### [Given exercise]
Pick out every line in the records below that contains the string "woman" and copy each of those lines in full.

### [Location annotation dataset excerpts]
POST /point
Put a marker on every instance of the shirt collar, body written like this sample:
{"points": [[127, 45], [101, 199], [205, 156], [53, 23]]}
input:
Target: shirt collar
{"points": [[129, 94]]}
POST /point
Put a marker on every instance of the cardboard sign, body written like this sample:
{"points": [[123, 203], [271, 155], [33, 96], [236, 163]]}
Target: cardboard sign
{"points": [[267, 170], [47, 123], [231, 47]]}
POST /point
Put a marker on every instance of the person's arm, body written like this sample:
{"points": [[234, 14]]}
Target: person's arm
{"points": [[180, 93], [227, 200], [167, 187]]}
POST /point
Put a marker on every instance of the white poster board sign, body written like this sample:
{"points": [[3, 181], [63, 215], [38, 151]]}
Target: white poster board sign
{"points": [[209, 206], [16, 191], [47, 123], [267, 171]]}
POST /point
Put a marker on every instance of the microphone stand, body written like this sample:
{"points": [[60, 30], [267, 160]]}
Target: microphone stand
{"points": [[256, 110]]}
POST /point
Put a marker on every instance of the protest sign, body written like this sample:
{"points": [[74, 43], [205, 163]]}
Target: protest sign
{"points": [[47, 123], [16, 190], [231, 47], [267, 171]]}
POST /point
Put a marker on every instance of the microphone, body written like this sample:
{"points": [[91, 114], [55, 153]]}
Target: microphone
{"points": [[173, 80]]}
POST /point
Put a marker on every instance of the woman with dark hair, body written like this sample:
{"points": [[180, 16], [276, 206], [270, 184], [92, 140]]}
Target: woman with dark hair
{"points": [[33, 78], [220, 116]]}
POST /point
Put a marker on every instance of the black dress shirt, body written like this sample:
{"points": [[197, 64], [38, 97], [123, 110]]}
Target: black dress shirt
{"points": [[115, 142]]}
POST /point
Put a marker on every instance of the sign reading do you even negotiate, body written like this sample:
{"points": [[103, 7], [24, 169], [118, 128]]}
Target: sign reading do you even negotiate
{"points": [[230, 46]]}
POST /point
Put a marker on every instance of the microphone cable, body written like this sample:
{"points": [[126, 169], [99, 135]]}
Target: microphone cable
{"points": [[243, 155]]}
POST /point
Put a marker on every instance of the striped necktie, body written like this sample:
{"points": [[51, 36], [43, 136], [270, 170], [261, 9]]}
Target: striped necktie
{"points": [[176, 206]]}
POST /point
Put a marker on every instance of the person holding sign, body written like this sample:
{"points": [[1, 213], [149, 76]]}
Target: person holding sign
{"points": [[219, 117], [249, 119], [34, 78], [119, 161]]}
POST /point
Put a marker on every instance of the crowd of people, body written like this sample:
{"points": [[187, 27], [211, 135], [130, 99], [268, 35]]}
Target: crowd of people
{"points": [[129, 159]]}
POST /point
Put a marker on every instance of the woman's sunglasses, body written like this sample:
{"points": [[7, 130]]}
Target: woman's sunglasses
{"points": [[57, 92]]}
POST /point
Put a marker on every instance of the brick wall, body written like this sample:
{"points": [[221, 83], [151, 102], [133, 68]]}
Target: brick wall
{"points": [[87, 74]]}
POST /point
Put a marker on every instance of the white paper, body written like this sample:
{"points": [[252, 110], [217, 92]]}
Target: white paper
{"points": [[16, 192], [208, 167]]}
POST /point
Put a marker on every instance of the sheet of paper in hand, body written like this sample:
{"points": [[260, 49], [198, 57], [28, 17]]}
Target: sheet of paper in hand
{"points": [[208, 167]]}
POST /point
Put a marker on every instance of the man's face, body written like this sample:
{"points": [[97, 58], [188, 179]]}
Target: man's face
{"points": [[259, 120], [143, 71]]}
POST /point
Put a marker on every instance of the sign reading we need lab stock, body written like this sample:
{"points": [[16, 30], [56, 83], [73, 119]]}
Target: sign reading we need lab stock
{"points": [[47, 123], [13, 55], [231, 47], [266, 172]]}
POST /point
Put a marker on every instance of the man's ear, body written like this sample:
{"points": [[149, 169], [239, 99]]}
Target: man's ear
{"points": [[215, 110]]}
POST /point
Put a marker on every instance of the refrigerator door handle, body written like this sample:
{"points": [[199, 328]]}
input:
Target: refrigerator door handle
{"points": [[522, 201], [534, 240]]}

### [Answer for the task]
Put a marker on every instance of the woman with dark hair, body written like this sample:
Target: woman with dark hair
Put a marker on every instance of the woman's sunglasses, body written like this sample:
Target: woman's sunglasses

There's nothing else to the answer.